#### Recorded data

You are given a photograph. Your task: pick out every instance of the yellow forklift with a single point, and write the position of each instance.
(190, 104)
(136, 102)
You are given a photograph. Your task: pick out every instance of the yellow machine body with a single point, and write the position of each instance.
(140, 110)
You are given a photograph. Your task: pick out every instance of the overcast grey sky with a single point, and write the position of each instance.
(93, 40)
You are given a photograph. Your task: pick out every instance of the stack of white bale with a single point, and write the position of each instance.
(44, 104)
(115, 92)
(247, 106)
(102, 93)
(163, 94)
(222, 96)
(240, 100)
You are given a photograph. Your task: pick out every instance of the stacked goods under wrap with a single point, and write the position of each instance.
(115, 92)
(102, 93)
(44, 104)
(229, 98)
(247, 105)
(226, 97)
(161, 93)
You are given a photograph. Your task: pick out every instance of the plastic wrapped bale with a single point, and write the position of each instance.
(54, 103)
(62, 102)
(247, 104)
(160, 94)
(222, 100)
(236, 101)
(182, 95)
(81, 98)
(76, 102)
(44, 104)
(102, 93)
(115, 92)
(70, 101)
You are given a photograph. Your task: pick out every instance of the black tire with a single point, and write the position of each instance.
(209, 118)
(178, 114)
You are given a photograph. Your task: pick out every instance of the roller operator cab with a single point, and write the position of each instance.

########

What you need to do:
Starting with the line that has "the stack of", print each remaining line of the listing exactly.

Written answer:
You are given a photograph. Your task: pick out every instance of the stack of white bale with a single point, and write the position of each instance.
(44, 104)
(115, 92)
(247, 106)
(102, 93)
(163, 94)
(222, 96)
(240, 100)
You are given a photograph. Your task: pick out every instance of the stacked goods under wrap with a single point, and write the position of each instance.
(115, 92)
(102, 93)
(44, 104)
(229, 98)
(247, 105)
(226, 97)
(161, 93)
You are given a photograph. Your task: pick out every instance of the plastic wrapped bale with a single point, and write the position of each instance.
(54, 103)
(62, 102)
(247, 104)
(160, 94)
(222, 100)
(236, 101)
(182, 95)
(81, 98)
(76, 102)
(44, 104)
(102, 93)
(115, 92)
(70, 101)
You are given a photograph. Your task: pick out every instance of the black tire with a single point, and write the position of each instance.
(209, 118)
(178, 114)
You are given a photograph. Your task: pick out every instance of the roller operator cab with a single point, and write the position of each instance.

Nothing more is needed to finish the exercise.